(SET PROBLEM) Copy out every line of the records below word for word, without changing a single character.

— START OF RECORDS FOR THIS EXERCISE —

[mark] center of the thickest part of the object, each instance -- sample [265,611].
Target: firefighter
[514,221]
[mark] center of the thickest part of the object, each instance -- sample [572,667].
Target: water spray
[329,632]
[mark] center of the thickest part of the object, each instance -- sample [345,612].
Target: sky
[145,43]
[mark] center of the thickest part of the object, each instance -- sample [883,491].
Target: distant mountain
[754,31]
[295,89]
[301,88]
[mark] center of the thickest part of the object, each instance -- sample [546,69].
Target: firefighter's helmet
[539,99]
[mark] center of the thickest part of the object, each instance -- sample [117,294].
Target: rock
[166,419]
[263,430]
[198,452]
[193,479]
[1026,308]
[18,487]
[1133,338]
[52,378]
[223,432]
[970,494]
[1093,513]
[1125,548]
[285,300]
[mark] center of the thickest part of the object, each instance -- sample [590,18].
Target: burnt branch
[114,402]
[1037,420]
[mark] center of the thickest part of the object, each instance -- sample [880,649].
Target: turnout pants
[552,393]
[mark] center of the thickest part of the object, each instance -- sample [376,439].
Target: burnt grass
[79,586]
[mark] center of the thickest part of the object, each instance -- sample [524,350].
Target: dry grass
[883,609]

— END OF RECORDS FOR THIS EXERCISE —

(EXERCISE OUTPUT)
[mark] center of the thickest part of the object, each instance -- sample [265,611].
Target: firefighter
[514,221]
[mark] center of the thickest part of the object, each instance -- sample [572,667].
Target: water spray
[329,632]
[mark] center of the thickest part of the object, each instance -- sample [345,612].
Target: sky
[145,43]
[mark] center of the thickest part of the object, each instance -- sample [883,491].
Target: distant mountain
[754,31]
[295,89]
[301,88]
[mark] center of the thickest part of the object, each instance -- sample [546,69].
Target: firefighter's helmet
[539,99]
[mark] center of the thickest part of the object, each instance -- sample [117,294].
Target: rock
[166,419]
[263,430]
[198,452]
[193,479]
[1026,308]
[18,487]
[1133,338]
[52,378]
[223,432]
[970,494]
[1093,513]
[1125,548]
[285,300]
[mark] center of the thickest part of the object, each instance -- sample [590,18].
Target: burnt branch
[114,402]
[1037,420]
[mark] center of the thickest part of the object, each instance -- sample [880,649].
Target: turnout pants
[552,393]
[mark] center of the thickest part of the object, each instance -- sample [376,439].
Target: burnt grass
[79,586]
[mark] center of the thickest part of the object, each instance -- sample [524,350].
Target: dry grass
[883,609]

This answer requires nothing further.